Description of the task: Print the records below exactly, from the line containing "Find the innermost point of each instance of the golfer's arm" down to the line containing "bar in this photo.", both lines included, and omit every picture.

+++

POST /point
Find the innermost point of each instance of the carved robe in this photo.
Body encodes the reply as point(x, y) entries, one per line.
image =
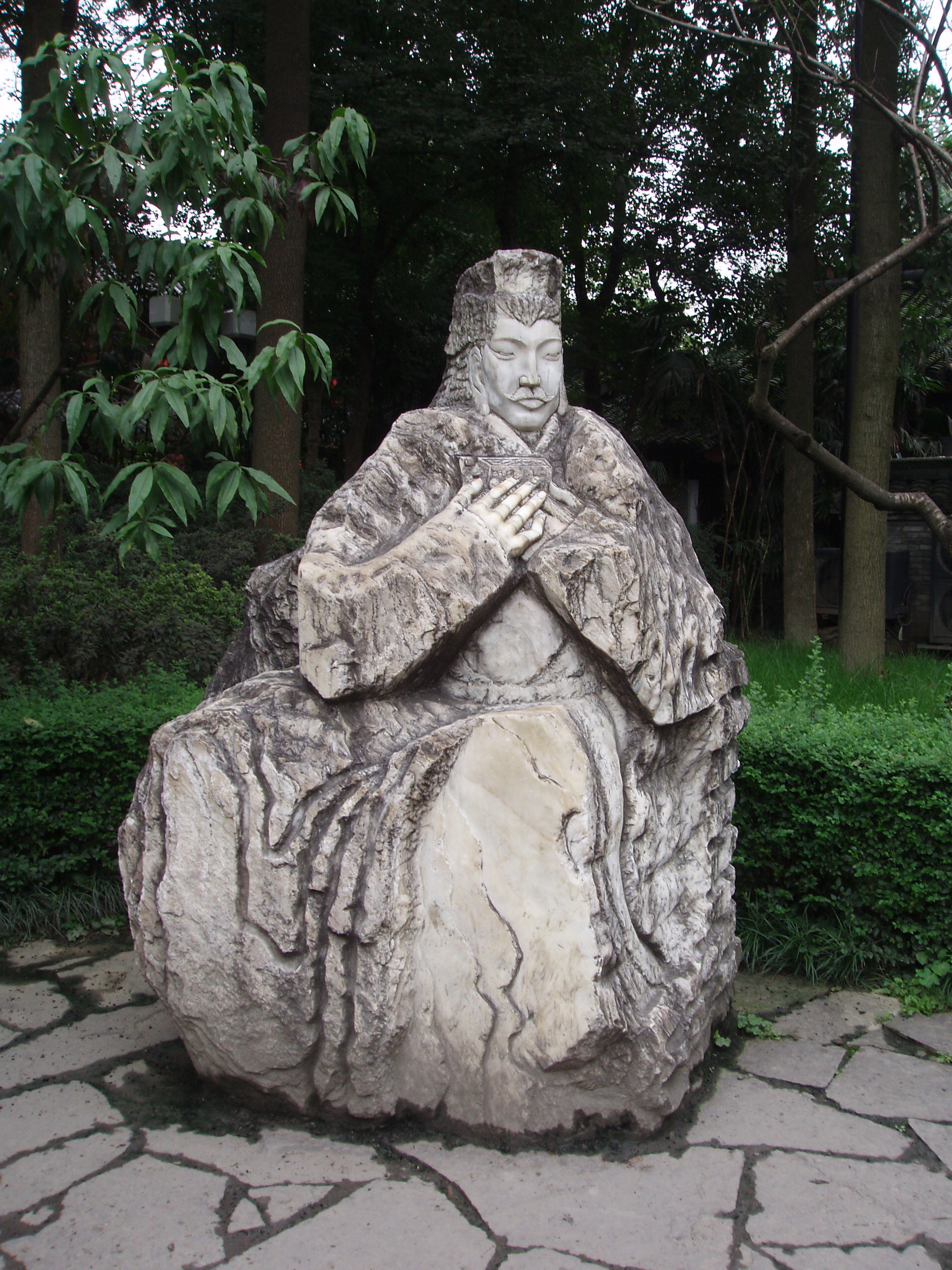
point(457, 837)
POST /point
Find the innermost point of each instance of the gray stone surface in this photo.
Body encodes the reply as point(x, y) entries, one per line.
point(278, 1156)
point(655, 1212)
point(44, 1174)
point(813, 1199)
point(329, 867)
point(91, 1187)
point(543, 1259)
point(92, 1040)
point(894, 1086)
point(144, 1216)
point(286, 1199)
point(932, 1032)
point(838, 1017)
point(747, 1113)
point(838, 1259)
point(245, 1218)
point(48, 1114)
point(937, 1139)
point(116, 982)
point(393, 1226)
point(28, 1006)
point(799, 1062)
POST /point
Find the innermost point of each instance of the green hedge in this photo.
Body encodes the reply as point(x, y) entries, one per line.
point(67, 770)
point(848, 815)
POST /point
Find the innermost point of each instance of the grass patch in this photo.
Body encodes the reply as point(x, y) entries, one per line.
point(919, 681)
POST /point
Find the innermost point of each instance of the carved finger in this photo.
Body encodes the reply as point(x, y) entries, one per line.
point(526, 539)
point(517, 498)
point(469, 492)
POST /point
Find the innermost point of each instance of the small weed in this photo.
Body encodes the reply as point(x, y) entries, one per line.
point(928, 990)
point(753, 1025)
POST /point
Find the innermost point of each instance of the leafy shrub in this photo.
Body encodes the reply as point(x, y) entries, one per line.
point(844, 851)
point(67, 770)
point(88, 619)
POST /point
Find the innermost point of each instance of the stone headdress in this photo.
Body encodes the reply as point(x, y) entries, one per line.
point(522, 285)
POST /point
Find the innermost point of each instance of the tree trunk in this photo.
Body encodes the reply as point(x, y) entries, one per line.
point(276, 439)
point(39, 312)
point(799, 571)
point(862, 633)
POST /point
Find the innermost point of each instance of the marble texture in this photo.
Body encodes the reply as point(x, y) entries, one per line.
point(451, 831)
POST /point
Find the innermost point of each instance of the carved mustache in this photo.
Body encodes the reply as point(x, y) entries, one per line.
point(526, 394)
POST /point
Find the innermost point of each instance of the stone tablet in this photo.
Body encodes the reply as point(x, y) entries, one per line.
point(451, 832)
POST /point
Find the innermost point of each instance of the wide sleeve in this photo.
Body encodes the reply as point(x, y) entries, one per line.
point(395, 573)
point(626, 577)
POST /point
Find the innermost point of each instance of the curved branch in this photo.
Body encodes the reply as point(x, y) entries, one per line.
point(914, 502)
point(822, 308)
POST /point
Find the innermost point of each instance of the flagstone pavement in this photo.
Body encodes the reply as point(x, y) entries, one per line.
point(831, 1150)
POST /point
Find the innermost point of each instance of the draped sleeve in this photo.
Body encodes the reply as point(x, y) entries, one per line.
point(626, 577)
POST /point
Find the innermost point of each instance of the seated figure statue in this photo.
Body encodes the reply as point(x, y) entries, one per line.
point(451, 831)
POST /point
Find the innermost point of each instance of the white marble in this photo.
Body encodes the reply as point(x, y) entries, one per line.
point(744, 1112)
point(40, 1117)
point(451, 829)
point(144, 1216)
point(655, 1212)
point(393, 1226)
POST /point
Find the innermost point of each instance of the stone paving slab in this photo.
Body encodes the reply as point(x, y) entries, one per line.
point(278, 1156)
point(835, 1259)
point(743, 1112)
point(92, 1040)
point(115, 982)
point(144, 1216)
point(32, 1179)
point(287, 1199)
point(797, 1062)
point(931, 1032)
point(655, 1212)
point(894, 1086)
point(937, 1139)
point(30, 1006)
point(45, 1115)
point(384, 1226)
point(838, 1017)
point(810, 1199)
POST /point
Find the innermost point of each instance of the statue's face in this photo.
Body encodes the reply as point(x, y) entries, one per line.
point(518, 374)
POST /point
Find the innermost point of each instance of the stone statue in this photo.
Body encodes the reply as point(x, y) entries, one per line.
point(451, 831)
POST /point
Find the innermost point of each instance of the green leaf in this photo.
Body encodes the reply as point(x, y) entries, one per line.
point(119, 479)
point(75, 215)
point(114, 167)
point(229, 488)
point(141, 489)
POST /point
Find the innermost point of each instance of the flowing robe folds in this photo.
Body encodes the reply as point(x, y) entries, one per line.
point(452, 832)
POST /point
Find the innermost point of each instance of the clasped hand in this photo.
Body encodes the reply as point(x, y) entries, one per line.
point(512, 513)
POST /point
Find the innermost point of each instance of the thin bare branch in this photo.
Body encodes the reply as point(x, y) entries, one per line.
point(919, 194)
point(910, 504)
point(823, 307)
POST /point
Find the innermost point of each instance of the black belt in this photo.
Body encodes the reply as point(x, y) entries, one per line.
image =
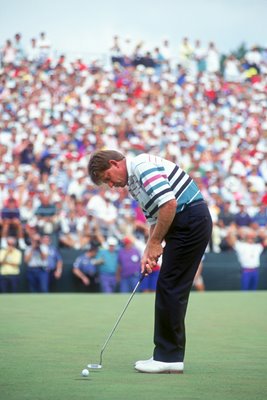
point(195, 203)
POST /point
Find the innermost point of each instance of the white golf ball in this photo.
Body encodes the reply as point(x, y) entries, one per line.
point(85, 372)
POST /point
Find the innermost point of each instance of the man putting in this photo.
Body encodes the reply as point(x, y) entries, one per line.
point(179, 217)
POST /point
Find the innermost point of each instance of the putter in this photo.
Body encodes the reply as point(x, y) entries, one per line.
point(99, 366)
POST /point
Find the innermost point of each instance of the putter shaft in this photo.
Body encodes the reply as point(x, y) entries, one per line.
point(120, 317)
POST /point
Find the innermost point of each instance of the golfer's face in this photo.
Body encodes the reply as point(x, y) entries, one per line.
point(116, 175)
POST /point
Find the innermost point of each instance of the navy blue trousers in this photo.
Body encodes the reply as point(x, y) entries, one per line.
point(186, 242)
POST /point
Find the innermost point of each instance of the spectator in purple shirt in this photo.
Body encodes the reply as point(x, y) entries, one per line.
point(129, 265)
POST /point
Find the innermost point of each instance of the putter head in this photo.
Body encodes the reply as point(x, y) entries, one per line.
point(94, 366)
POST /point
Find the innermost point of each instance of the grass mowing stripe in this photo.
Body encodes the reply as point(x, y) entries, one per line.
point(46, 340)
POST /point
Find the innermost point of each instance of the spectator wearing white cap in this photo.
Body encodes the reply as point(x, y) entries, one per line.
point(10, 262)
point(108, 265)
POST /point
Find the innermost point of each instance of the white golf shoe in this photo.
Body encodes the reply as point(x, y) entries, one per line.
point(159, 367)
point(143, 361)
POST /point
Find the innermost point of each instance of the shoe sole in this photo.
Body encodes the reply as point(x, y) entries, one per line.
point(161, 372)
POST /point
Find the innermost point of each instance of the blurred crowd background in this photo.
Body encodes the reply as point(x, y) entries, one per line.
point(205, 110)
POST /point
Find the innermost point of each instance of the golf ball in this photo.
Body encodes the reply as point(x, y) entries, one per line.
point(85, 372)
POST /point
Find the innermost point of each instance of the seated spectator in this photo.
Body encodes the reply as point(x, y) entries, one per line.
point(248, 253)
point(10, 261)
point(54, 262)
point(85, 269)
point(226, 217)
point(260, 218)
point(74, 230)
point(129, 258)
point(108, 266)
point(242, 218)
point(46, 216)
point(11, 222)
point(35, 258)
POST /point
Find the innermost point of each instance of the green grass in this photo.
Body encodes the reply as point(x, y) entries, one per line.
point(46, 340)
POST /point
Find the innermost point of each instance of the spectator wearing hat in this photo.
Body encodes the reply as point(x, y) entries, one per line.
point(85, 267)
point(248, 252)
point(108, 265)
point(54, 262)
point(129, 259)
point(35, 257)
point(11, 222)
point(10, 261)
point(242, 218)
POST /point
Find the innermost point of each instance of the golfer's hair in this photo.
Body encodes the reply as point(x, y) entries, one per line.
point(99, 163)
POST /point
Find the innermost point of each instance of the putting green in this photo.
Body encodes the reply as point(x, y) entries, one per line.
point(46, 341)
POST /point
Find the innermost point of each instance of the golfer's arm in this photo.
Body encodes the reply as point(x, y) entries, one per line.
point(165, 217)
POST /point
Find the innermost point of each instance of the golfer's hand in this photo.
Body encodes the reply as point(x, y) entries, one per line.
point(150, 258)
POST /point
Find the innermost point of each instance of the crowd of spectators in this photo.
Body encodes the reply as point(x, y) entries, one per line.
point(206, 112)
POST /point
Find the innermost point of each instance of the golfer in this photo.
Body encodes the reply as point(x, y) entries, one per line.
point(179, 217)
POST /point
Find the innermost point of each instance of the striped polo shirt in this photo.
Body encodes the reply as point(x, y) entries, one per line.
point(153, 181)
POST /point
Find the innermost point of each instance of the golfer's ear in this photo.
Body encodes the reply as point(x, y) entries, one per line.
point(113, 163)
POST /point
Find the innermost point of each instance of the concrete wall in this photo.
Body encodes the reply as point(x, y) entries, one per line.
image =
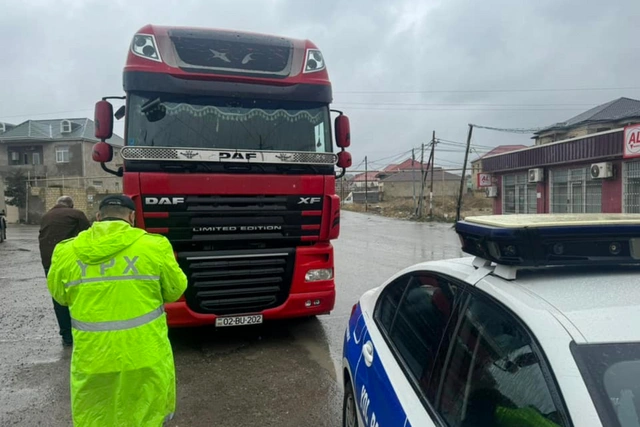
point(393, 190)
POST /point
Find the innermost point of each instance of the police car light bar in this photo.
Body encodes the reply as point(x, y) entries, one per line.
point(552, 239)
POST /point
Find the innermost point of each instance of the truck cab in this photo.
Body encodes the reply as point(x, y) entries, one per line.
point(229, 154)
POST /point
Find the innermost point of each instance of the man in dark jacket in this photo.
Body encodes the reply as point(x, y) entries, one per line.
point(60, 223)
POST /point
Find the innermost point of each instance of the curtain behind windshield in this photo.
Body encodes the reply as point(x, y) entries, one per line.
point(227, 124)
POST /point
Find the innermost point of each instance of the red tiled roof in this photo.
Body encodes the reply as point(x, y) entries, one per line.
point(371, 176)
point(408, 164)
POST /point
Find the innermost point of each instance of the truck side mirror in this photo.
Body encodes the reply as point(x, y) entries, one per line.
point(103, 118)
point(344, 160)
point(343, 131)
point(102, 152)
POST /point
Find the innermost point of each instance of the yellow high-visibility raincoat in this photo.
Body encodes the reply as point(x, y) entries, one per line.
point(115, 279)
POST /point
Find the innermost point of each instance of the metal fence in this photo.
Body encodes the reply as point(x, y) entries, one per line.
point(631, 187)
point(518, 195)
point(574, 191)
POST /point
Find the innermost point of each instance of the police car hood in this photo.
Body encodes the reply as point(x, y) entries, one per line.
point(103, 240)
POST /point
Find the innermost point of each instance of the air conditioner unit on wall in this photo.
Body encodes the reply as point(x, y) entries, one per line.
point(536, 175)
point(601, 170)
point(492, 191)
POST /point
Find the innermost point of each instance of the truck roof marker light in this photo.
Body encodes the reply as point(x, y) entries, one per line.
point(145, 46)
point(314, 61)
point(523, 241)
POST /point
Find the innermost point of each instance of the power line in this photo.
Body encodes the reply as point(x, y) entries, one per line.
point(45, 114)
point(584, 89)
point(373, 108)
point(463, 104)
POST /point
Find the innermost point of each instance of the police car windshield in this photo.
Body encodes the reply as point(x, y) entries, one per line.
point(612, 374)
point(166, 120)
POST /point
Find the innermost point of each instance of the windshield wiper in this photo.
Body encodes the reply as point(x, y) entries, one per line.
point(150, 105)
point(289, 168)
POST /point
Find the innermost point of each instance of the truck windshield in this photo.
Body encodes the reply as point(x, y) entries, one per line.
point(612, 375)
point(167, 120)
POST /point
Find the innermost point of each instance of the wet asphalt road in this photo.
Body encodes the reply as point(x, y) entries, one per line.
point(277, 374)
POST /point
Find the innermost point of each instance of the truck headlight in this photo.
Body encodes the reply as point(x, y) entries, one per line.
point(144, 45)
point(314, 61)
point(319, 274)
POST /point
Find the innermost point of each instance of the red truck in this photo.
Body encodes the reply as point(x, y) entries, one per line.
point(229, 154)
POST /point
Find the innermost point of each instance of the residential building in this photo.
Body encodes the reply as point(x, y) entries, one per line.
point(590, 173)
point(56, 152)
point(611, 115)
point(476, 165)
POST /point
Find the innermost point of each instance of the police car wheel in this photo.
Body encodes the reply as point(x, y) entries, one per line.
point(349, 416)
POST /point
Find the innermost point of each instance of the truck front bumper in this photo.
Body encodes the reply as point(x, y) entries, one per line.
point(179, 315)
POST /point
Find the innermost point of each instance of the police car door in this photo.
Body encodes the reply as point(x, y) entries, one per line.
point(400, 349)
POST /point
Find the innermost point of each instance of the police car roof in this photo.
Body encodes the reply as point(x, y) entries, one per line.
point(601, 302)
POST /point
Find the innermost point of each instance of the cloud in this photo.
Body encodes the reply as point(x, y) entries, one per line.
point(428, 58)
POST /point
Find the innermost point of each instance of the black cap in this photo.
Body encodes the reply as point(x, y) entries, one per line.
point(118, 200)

+++

Expected answer:
Find the innermost point of each instance of the golfer's arm in this photo.
Body encodes the reply as point(x, y) entries, one per line.
point(165, 217)
POST /point
Find the innermost point of each instance of the golfer's hand in this photo.
Body encodes the reply as point(x, y) entries, one per line.
point(150, 258)
POST /point
Find the innermost point of each instance of the crowd of spectators in this photo.
Body encodes the reply as point(x, y) entries, one per line.
point(206, 112)
POST /point
Find the innermost point of each instance of the golfer in this photo.
Body encodes the reply as point(x, y) entries, one per line.
point(179, 217)
POST /point
Find the innermost point of each instance of the striped polo shirt in this photo.
Body encodes the reply as point(x, y) entries, one per line.
point(153, 181)
POST /point
Find the innermost point of each instance of the golfer's ear in this photo.
Body encodes the reply as point(x, y) entries, one per line.
point(113, 163)
POST /point
Find the innermost point of each instance of the concrete wall in this photo.
Body encodes the reply as point(x, y) entries, one per line.
image =
point(393, 190)
POST /point
Find the innermost point of each instance of the police car light bar in this photo.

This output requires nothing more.